Ma di speranza vogliamo qui scrivere, parola che edifica quando viene alimentata con incontri, occasioni di conoscenza e sostegno a chi vive in condizioni in cui la dignità umana è dimenticata. Visitammo Antananarivo, la capitale, quattro anni fa, in occasione del Viaggio apostolico di Papa Francesco. Fu l’orionino padre Luciano Mariani a guidarmi nelle baraccopoli a due passi dagli hotel di richiamo. Là, con la sua comunità, opera da oltre vent’anni e là ha appena accolto un gruppo di giovani lombardi che hanno potuto un poco immergersi dentro esistenze provate dalla miseria.
I giovani siano missionari nelle periferie del mondo
“Questa esperienza è nata perché in gennaio mi hanno contattato e noi li abbiamo accolti. Credo sia importante che giovani italiani impegnati in parrocchia facciano anche un’esperienza fuori la parrocchia, come Papa Francesco ci dice, in periferia. Qui in effetti siamo proprio in periferia, nei sobborghi della capitale dove la povertà si tocca con mano”. È quanto ci racconta padre Luciano Mariani, delegato per il Madagascar dell’Opera Don Orione. Insiste sui benefici di questo tipo di missione sperimentata dai ragazzi fuori dai confini del loro abitare. “Mette nel loro cuore il desiderio di fare del bene, di amare gli altri, di aprire il nostro cuore a chi è più povero. Fa bene anche a me, a noi perché vedere la vitalità di questi giovani ci fa essere giovani. Credo che il nostro benessere stia nel far del bene agli altri. Io sto bene nella misura in cui faccio del bene nel cuore degli altri”, osserva.

# [Obiettivi]
(a) Rispondi a queste domande sull'estratto sulla missione ad Antananarivo:
(i) Quando fu visitata Antananarivo e in quale occasione?
(ii) Da quanto tempo padre Luciano Mariani opera con la sua comunità?
(iii) Quale incarico ricopre padre Luciano Mariani?
(b) Prosegui l'estratto sulla missione ad Antananarivo, riprendendo subito dopo l'ultima frase riportata.

Un blocco di dati

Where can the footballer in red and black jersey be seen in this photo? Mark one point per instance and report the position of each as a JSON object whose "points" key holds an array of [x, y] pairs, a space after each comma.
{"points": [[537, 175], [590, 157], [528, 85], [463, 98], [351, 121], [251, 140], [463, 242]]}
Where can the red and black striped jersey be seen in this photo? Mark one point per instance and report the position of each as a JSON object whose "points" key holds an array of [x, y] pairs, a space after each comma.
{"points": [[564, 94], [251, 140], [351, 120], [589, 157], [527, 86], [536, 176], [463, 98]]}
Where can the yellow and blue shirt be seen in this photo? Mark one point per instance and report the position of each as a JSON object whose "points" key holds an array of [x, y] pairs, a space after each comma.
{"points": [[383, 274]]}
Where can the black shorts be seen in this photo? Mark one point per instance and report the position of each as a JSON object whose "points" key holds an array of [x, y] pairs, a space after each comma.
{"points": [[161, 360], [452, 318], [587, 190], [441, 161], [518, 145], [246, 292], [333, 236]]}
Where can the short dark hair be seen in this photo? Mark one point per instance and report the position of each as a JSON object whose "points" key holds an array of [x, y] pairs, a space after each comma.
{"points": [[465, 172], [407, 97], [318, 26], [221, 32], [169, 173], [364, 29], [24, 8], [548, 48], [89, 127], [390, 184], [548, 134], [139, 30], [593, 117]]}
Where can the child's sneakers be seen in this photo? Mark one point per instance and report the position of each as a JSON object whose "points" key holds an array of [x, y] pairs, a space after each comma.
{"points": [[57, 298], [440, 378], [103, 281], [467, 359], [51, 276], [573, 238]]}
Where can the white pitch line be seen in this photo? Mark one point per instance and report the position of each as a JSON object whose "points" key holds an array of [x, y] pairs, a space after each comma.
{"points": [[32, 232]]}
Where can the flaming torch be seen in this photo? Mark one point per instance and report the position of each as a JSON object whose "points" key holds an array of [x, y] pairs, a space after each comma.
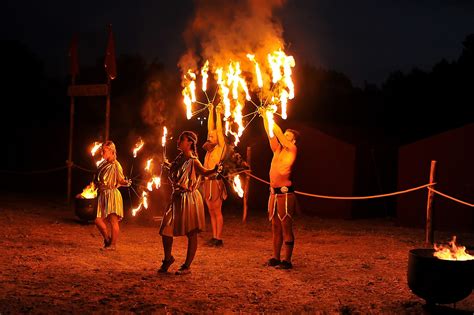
{"points": [[138, 147], [238, 186], [234, 90]]}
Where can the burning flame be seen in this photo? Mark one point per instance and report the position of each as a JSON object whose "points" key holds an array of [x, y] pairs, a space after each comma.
{"points": [[148, 165], [163, 139], [155, 180], [270, 110], [143, 203], [138, 147], [238, 186], [204, 75], [99, 162], [95, 147], [90, 192], [452, 251], [235, 83]]}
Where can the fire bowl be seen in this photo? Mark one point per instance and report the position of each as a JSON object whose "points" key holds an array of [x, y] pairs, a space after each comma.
{"points": [[439, 281], [86, 209]]}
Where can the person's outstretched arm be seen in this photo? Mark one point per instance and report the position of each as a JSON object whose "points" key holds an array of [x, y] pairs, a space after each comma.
{"points": [[274, 144], [219, 128], [287, 144], [210, 120]]}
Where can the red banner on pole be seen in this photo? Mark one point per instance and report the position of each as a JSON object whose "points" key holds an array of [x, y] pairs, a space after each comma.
{"points": [[73, 57], [110, 66]]}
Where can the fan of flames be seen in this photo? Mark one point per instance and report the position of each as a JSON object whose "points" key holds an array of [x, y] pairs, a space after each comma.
{"points": [[273, 85]]}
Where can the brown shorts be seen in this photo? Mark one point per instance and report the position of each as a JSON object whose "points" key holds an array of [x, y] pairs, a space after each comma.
{"points": [[214, 189], [282, 205]]}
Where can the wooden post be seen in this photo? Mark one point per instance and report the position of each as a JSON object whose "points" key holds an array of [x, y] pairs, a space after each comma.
{"points": [[246, 185], [429, 234], [69, 156], [107, 111]]}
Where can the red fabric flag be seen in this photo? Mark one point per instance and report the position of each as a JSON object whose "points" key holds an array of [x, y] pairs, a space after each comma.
{"points": [[110, 66], [73, 57]]}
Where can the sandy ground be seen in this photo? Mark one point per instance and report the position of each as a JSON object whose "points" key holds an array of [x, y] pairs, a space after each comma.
{"points": [[50, 263]]}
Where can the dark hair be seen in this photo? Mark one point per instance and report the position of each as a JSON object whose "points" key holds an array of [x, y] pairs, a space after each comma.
{"points": [[110, 145], [295, 133], [191, 136]]}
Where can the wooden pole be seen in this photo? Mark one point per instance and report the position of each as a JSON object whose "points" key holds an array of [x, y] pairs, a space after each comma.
{"points": [[107, 111], [247, 182], [429, 233], [69, 156]]}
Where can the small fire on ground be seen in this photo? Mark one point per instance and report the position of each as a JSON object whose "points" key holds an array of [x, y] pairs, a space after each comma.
{"points": [[452, 251], [89, 192]]}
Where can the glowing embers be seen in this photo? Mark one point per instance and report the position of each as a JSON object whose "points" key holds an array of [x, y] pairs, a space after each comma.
{"points": [[452, 251], [89, 192]]}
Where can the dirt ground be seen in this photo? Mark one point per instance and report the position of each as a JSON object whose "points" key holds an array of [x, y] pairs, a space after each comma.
{"points": [[50, 263]]}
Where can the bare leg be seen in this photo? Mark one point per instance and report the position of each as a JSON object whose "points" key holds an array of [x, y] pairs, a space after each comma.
{"points": [[288, 237], [102, 227], [212, 214], [114, 222], [217, 220], [167, 246], [192, 248], [277, 237]]}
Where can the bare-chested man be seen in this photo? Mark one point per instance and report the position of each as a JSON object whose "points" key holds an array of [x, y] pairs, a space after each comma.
{"points": [[282, 201], [214, 191]]}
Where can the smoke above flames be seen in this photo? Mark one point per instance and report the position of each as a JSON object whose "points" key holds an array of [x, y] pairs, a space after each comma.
{"points": [[228, 30]]}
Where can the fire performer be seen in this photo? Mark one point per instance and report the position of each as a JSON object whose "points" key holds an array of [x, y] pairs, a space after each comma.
{"points": [[214, 190], [109, 178], [185, 214], [282, 200]]}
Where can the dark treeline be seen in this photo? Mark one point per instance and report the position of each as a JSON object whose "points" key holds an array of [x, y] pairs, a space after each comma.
{"points": [[146, 95]]}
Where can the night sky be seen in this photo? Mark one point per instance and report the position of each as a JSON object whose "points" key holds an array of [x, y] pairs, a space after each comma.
{"points": [[364, 39]]}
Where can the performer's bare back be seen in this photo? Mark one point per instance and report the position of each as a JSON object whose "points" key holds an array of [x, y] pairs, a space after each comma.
{"points": [[281, 167]]}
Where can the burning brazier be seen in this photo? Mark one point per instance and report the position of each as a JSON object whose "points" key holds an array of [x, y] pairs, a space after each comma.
{"points": [[439, 277], [86, 204]]}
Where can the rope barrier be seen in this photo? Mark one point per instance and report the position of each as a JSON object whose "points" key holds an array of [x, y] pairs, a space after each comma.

# [Risultati]
(a)
(i) Quattro anni fa, in occasione del Viaggio apostolico di Papa Francesco.
(ii) Da oltre vent'anni.
(iii) È delegato per il Madagascar dell'Opera Don Orione.

(b)
Assicurarsi acqua potabile o andare a scuola?
In Madagascar, nelle aree rurali, quattro persone su cinque non hanno acqua potabile e tre quarti non dispongono di servizi igienici. Oltre all’insicurezza alimentare, alla malnutrizione tra i bambini e all’impatto economico, la mancanza di accesso all’acqua ha portato a un aumento dei conflitti all’interno delle famiglie e delle comunità e all’abbandono scolastico: rifornirsi dell’acqua, spesso lontano dal villaggio, è un’attività prioritaria che allontana infatti anche dall’educazione. Del Paese africano si parla per lo più in relazione a un disastro ambientale; di fatto, è lo stato di crisi sociale che è purtroppo radicato e poco raccontato. La crescita del Paese è scesa dal 5,7% del 2021 al 3,8% del 2022.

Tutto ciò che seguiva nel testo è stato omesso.